Aufgabenstellung -> Gib anhand der Buchrezension an, wie viele Seiten der Roman „Leben auf Scherben“ umfasst.

Vorliegender Textauszug ->
[Rezension] Leben auf Scherben – Regine Claaßen
Titel: Leben auf Scherben
Reihe: Einzelband
Autorin: Regine Claaßen
Verlag: Selfpublisher
Erscheinungsjahr: 2021
Einband: Taschenbuch
Seitenanzahl: 287
Meine Wertung: 5 Sterne
Klappentext:
Frankreich, Juli 1944. Eric ist jung, gebildet und ein begnadeter Pianist. Zugleich gilt er nach einer steilen Karriere in der Waffen-SS als Himmlers Vorzeigesoldat. Doch nach Jahren an der Front ist sein Glaube an den Nationalsozialismus zerbrochen. Unfähig, die Fassade aufrecht zu erhalten, desertiert er. Auf der Flucht wird er verletzt und findet in einem Lazarett Unterschlupf. Schon bald sucht die SS dort nach ihm. Von der Küste rücken die Alliierten näher. Und zwischen Eric und der Krankenschwester Greta entflammt eine Liebe ohne Zukunft.
Nach dem Krieg wird Eric unter falscher Identität ein erfolgreicher Pianist. Er glaubt, seine Vergangenheit hinter sich gelassen zu haben, bis nach Jahren erneut Greta in sein Leben tritt. Von ihr erfährt er, dass er als Kriegsverbrecher gesucht wird. Eric erkennt, dass er sich seiner Vergangenheit stellen muss. Mit allen Konsequenzen.
Rezension
Leben auf Scherben erzählt die Geschichte von Eric, einem jungen SS-Obersturmbannführer. Wie es zu seinem schnellen Aufstieg innerhalb der SS kam, erfahren wir nicht, aber mit Beginn der Geschichte steht Eric in der Gunst Himmlers weit oben. Er gilt als Aushängeschild der Waffen-SS. Machen wir uns nichts vor. „Aushängeschild der Waffen-SS“ wird man nicht, weil man im Krieg Blümchen gepflückt hat, sondern weil man die Ideologie, die sich dahinter verbirgt, mit trägt und vor allem auch voranträgt. Was Eric genau erlebt hat, lässt die Autorin aber zunächst weitestgehend offen.

(Einträge zur Umrissbeschriftung)
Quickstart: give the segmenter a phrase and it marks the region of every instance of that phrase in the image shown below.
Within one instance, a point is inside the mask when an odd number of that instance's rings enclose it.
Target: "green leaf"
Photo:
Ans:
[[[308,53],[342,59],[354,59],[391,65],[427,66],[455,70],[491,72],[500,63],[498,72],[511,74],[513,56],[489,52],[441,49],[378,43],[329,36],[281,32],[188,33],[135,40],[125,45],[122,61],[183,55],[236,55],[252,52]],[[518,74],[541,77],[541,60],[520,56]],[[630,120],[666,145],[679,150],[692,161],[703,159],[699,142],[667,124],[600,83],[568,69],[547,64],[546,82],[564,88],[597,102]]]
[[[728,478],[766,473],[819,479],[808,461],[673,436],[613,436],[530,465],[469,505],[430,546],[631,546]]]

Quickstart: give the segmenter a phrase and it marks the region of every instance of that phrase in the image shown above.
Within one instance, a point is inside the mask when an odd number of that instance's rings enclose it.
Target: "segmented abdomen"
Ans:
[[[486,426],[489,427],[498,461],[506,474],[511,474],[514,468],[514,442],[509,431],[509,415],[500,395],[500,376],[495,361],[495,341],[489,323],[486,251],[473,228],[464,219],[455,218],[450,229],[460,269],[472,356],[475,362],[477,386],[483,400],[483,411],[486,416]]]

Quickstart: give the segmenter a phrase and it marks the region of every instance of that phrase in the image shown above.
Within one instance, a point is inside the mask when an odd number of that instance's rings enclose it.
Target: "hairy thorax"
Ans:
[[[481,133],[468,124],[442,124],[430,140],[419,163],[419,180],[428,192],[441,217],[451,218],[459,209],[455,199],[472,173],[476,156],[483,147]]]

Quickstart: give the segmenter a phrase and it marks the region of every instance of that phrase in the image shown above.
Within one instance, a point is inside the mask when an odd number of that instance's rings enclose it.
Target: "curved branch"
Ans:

Lösung -> Der Roman umfasst 287 Seiten.